### PROBLEMS AND TASKS
[1] Decide whether each statement agrees with the passage about the trip to Merstham. (a) The two travelers got off the train at Merstham on a rainy Wednesday evening. (b) The narrator vaulted over the ticket barrier to leave the station. (c) Tom came out of the shop with jelly beans. Answer yes or no for each, and quote the deciding words of the text.
[2] Carry on the passage about the trip to Merstham, picking up after its final sentence.

### SELECTED PASSAGE

=== Begin Enclosure ===

Sat on perhaps London’s most complicated train, Tom and I are surrounded by suits on our way to within spitting distance of the M25 on South London’s borders, but first we have to work out if we are on the right section of the train, a train that at various points along the journey will split into 3, and we need an enigma machine to decipher the long winded explanations from the conductor.
Thankfully we are on the right section, and as we disembark in London’s commuter belt, on a rainy Wednesday evening, at Merstham station, our next obstacle is now leaving the station, as our travel passes don’t work on this section of the network. Sadly my vaulting over train barrier days are long behind me, but Tom is stretching and ready to go, however my lack of athleticism means we have to explore other avenues. Tom’s eagle eyes, and dexterity of foot, mean that he is able to snake his leg under the barrier, drag back a ticket on the floor the other side of our prison gate, and by a stroke of luck, like the magic words “open sesame” the gate opens and we are free.
The streets of this Surrey suburb are deserted, perhaps the oncoming rain has driven everyone inside their chocolate box houses, as we make the short walk from the station to the match.
Tom is getting himself prepared for the match, instead of moaning halfway through the game about not having brought enough provisions, he stops off at a shop he describes as like the one from The League Of Gentlemen, with what he says is selling some very “odd looking ham” and has a poor selection of sweets, and the fact he emerged with Jelly Beans, means I won’t be tucking into any of his camera bag tuck shop this evening.
We begin to see the floodlights, and can hear pop music floating over the roof tops, breaking the silence of the street we are walking along, we can almost make out the song, word for word.

=== End Enclosure ===

### RECORDED DATA
=== Begin Enclosure ===

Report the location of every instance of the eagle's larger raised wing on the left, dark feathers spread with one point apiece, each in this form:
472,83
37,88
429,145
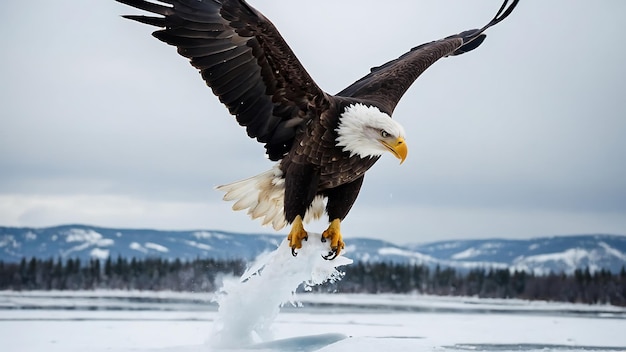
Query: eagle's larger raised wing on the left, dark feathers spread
246,62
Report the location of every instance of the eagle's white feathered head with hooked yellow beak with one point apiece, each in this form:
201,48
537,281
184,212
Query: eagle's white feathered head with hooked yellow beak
368,132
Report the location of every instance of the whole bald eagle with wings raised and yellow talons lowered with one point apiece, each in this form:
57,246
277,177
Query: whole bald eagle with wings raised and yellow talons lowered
322,144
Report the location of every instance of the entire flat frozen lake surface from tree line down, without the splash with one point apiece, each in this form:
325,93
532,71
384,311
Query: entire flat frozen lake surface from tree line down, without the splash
374,323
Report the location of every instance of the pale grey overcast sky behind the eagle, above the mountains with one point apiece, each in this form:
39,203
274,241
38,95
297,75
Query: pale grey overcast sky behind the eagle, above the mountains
526,136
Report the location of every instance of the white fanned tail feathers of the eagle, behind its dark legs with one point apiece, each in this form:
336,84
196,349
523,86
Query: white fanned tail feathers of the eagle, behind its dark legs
264,197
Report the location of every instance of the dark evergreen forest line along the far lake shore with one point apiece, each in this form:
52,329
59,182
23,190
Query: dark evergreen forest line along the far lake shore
203,275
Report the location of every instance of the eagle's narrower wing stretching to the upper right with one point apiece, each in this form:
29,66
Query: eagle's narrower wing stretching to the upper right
386,84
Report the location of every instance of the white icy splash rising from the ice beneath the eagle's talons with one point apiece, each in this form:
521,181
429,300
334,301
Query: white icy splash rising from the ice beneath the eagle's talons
249,305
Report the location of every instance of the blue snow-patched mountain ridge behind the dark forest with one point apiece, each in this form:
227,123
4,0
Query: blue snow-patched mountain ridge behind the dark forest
540,255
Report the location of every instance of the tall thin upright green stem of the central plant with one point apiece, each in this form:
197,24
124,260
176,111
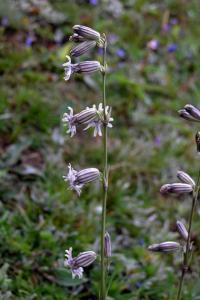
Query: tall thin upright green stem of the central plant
105,180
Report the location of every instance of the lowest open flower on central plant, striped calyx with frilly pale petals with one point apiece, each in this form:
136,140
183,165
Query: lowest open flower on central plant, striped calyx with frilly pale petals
77,263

=== End Enclosure ===

### RESPONSES PER TASK
[1]
(a) Yes: "on a rainy Wednesday evening, at Merstham station"
(b) No: "Sadly my vaulting over train barrier days are long behind me"
(c) Yes: "he emerged with Jelly Beans"

[2]
Tonight’s ground is not the home of tonight’s home side they are lodgers for the season, whilst their own ground, Waterside Stadium goes through a major refurbishment. Moatside, of Merstham FC will see Walton Casuals FC (WC) Vs East Grinstead Town FC (EGT) in the first round of the Ryman League Cup, a competition which holds fond memories for us, after spending the day with Grays Athletic FC on the day of the 2015 final.
The outside of the ground, does not do justice to what lays beyond the library and Age Concern flanked driveway, where a large tree obscures the clubs sign, and a wooden notice board, like one outside of a parish Church is wedged closed with a twig. Up the gravelly drive, past the clubhouse, above an ajar gate is a hastily amended sign notifying you of this evening’s fixture. The usual name of the home team is covered by a homemade sign, displaying the name of the ground sharers.
I think it would be fair to say Moatside is not really overflowing with any great character, it is very smart, tidy and the pitch looks great, but it has the feel of a training complex, rather than someone’s home.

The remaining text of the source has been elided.